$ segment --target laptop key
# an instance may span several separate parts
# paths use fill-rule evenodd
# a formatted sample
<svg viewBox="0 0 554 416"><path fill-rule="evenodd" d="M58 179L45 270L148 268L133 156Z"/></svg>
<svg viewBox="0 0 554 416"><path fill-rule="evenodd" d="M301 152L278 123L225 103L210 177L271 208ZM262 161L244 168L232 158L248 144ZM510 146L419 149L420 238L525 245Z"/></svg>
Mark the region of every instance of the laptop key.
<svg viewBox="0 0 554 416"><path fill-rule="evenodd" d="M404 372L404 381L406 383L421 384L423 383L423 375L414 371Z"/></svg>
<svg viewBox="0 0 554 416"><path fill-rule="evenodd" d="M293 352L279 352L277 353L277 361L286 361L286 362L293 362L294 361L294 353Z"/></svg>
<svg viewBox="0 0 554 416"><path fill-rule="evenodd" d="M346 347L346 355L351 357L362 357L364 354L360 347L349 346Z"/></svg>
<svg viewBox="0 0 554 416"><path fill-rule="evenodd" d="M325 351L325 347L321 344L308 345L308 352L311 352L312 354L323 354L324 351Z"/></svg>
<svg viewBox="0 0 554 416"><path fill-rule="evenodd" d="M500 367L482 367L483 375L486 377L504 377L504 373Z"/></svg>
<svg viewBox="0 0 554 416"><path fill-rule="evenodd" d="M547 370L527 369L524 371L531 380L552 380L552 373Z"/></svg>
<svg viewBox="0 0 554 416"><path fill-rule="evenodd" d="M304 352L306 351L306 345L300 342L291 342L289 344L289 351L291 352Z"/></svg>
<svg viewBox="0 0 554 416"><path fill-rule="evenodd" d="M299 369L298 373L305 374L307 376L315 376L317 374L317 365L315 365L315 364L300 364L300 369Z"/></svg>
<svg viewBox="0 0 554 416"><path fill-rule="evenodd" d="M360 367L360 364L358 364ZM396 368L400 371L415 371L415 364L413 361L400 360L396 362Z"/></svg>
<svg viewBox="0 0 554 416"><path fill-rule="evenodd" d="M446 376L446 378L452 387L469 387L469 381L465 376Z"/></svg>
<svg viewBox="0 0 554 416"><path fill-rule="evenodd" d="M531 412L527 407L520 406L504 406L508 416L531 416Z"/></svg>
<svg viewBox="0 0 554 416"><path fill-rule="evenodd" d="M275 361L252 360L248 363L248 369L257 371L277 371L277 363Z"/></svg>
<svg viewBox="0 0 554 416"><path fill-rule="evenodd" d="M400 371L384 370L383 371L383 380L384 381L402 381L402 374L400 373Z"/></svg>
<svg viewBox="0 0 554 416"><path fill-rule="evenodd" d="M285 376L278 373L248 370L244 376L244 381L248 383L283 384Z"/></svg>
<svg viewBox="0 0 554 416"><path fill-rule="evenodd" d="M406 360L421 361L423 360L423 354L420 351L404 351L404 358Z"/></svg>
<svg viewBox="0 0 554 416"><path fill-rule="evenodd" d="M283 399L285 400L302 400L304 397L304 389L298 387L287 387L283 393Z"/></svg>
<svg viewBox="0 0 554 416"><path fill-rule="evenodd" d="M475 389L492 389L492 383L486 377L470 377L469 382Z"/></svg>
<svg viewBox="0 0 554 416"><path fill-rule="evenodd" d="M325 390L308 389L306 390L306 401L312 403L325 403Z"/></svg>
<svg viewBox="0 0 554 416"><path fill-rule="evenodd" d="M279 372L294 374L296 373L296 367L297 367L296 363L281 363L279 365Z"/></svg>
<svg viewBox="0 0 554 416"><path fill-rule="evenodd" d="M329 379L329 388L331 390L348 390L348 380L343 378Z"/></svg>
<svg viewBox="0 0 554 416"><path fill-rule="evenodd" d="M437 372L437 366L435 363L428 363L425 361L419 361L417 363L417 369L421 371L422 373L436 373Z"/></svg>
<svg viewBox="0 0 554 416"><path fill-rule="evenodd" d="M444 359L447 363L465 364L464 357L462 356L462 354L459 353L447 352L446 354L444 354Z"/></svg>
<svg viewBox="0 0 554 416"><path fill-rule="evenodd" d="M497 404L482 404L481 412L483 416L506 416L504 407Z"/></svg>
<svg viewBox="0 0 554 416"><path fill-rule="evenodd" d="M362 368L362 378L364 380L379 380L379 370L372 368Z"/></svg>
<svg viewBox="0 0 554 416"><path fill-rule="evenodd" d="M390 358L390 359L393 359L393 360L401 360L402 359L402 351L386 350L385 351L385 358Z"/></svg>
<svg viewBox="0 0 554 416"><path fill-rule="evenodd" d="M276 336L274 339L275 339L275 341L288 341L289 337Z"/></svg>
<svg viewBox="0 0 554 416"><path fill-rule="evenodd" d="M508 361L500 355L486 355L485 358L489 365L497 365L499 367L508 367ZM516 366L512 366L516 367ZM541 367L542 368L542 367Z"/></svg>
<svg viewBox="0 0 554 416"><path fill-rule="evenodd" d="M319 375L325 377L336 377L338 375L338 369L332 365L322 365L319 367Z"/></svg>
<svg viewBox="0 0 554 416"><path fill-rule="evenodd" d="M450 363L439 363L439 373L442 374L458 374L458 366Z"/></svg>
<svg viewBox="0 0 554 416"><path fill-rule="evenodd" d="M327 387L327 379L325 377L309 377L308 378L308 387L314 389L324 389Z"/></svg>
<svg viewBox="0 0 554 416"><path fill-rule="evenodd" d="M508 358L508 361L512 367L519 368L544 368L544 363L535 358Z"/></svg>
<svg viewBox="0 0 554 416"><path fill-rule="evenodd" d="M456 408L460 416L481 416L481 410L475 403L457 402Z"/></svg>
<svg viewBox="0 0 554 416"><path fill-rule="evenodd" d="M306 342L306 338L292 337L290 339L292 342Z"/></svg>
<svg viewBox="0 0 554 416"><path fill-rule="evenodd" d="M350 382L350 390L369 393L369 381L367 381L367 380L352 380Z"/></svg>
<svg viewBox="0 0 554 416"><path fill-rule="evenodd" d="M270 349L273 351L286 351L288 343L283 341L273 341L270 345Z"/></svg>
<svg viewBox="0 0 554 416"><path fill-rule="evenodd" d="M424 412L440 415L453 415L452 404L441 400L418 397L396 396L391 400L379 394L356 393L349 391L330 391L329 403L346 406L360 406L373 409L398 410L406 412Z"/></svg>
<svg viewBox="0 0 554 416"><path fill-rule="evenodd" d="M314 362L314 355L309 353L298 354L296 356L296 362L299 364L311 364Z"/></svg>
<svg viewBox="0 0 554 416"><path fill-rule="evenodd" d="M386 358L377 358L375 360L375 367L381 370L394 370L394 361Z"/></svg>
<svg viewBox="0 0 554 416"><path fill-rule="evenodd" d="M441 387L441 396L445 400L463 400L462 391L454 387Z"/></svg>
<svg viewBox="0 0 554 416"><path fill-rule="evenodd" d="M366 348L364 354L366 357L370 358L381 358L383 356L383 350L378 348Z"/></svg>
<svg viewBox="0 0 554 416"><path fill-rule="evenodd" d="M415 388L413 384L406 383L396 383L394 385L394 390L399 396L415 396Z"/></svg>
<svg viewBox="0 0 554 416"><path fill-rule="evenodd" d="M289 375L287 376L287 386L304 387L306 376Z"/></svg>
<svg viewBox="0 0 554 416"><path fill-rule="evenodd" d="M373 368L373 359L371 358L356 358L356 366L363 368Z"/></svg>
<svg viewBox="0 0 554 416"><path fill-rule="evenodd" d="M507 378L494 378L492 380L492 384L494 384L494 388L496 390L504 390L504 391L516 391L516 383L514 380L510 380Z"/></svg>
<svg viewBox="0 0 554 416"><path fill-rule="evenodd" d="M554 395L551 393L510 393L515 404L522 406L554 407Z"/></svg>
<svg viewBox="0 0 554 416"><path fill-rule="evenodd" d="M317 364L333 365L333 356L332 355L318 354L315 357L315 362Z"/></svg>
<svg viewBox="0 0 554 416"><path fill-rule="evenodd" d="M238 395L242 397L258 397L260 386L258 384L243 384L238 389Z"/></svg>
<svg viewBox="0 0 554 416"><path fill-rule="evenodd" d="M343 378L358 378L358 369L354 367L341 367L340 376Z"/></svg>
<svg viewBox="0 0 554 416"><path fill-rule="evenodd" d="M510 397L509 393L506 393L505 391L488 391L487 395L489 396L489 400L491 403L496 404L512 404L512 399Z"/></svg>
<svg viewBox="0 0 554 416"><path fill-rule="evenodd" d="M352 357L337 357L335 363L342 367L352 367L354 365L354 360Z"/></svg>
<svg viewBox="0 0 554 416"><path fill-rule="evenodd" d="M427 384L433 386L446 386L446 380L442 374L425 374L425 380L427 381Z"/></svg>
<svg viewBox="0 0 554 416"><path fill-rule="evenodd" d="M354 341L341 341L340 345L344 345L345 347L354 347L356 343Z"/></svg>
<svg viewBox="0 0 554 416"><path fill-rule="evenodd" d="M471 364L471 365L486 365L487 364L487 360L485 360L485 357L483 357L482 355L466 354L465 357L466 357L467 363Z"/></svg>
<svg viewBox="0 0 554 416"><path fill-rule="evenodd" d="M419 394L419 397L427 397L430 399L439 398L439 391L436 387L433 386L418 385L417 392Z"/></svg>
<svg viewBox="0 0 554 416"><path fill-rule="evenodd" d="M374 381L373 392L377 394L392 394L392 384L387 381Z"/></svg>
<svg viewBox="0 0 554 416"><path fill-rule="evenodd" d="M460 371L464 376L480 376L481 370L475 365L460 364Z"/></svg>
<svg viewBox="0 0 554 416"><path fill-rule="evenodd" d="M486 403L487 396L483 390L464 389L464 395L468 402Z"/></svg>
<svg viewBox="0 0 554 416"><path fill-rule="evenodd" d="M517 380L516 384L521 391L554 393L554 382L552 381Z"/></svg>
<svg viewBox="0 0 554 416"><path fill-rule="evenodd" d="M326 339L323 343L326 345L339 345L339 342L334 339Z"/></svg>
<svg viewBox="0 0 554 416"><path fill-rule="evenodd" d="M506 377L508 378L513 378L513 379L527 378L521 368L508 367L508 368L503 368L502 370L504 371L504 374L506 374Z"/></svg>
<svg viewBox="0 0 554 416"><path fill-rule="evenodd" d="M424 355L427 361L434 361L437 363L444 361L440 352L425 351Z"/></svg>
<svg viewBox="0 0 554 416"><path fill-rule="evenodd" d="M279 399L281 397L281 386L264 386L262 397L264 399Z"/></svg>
:::::
Of the entries above, repeat exactly the lines between the line with "# paths use fill-rule evenodd" and the line with "152L278 123L225 103L210", inclusive, and no others.

> RESULT BELOW
# paths use fill-rule evenodd
# a formatted sample
<svg viewBox="0 0 554 416"><path fill-rule="evenodd" d="M58 179L45 270L148 268L133 156Z"/></svg>
<svg viewBox="0 0 554 416"><path fill-rule="evenodd" d="M301 152L278 123L225 103L210 177L271 208ZM262 161L244 168L232 158L248 144ZM510 146L419 149L420 238L525 245Z"/></svg>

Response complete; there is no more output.